*QUESTIONS*.
(a) According to the article about Roark Capital's fast-food chains, what hourly pay do Sonic car hops receive?
(b) Write out the portion of the article about Roark Capital's fast-food chains starting with "Zella Roberts, who" and going on through "the minimum wage.", word for word.

Articles Highlight Roark Capital-Owned Fast Food Chains’ Struggle to Find Workers
June 24, 2021
Roark Capital is an Atlanta-based private equity firm that specializes in buying and running franchise businesses, especially within the food and restaurant industry.
There have been a number of recent news stories about restaurants and fast-food chains struggling to hire enough workers, which has put a strain on existing workers, causing many of them to quit. Some restaurants are having to close dining rooms or cut hours as a result.
A recent American Prospect article discussed the labor shortage faced by two Roark Capital-owned businesses, Sonic Drive-In and Jimmy John’s, citing “low pay and abysmal working conditions.”
An assistant manager who worked at Jimmy John’s for five years before recently quitting said, “New employees would come in, work for a day or two, and then never show back up – and I don’t blame them. Nobody deserves to be treated the way that customer service staff is these days.”
Roark Capital-owned Jimmy John’s has already seen its sales per store decline in recent years (see our recent report, “Is Roark Capital Building a Franchise Bubble?”).
Zella Roberts, who left her job at Sonic in April due to the low pay, is also featured in this and an April Wall Street Journal article.
Roberts recorded a video message for investors in Sonic’s parent company, Roark Capital.
Roberts explains in the video that car hops, who bring food out to customers’ cars, are paid below the federal minimum wage – just $5/hour, because Sonic has designated them as tipped workers. The expectation is that they will receive enough in tips to bring them up to the minimum wage.
However, as Roberts points out in the video, since Sonic is a fast-food restaurant, many customers don’t realize they’re expected to tip, and customers who order at the drive-up stalls are not even able to add a tip if they pay with a debit or credit card.
In another article, the owner of over 50 Sonic restaurants in Louisiana said that he could use as many as 10 workers more at each location, even though he had raised the starting wage to $8/hour and occasionally gave workers cookies or cake during their shift. “We’re just not getting a lot of applications. This (issue) didn’t just happen. It’s exaggerated right now, but staffing in our industry has been in bit of a decline for a couple of years,” the Sonic franchisee said.
A recent social media post that went viral showed a sign at a Sonic drive-through apologizing for being short-staffed because “No one wants to work anymore.”
While this is an industry-wide problem, it poses a large operational risk for Roark Capital since so many of its investments are in the fast food industry.

Collected data entries
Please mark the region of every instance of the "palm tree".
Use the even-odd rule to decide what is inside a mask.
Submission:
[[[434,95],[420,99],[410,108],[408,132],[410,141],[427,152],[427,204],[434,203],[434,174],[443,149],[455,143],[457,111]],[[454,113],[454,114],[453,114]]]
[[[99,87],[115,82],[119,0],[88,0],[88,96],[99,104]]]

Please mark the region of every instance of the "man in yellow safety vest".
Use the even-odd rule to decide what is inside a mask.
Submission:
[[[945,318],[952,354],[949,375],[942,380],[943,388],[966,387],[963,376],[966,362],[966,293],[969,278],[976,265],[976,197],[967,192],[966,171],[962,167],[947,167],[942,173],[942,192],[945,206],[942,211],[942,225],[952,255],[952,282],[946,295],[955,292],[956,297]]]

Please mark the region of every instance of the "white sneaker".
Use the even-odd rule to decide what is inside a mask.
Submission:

...

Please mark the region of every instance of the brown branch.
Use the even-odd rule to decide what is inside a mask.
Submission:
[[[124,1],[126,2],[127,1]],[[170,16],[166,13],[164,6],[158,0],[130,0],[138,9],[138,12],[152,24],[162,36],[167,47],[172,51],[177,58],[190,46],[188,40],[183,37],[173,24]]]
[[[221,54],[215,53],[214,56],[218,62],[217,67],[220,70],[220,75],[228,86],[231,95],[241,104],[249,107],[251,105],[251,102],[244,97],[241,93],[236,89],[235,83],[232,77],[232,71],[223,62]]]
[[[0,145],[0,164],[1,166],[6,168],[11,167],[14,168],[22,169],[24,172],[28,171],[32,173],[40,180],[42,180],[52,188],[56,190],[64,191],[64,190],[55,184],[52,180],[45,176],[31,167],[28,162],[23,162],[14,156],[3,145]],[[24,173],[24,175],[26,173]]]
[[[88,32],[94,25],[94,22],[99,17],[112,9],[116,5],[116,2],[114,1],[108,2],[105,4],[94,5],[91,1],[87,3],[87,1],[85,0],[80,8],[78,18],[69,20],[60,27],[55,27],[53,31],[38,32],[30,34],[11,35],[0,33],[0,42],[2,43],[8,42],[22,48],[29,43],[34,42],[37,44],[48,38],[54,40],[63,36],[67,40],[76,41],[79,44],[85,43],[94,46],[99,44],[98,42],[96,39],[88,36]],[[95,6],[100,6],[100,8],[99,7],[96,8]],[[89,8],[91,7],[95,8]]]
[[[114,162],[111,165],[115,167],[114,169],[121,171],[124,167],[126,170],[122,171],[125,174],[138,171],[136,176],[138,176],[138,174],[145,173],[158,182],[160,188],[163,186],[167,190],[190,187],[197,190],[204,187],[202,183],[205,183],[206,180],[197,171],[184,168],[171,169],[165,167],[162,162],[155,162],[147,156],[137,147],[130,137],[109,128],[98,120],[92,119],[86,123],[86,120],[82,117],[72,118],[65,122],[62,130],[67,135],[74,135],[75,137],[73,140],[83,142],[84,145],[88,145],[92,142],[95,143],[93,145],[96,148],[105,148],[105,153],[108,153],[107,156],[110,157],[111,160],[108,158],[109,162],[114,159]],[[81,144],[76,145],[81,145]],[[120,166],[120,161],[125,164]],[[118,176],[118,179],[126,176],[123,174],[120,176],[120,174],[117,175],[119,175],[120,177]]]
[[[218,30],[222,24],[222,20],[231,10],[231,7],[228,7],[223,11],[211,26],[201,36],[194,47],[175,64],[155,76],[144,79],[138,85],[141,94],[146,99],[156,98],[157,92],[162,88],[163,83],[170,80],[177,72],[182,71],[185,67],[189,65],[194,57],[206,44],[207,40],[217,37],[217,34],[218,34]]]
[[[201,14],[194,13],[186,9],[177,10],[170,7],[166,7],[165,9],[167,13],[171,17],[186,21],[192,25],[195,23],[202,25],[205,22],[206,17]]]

*SOLUTIONS TO EACH TASK*.
(a) They are paid $5 an hour, below the federal minimum wage.

(b)
Zella Roberts, who left her job at Sonic in April due to the low pay, is also featured in this and an April Wall Street Journal article.
Roberts recorded a video message for investors in Sonic’s parent company, Roark Capital.
Roberts explains in the video that car hops, who bring food out to customers’ cars, are paid below the federal minimum wage – just $5/hour, because Sonic has designated them as tipped workers. The expectation is that they will receive enough in tips to bring them up to the minimum wage.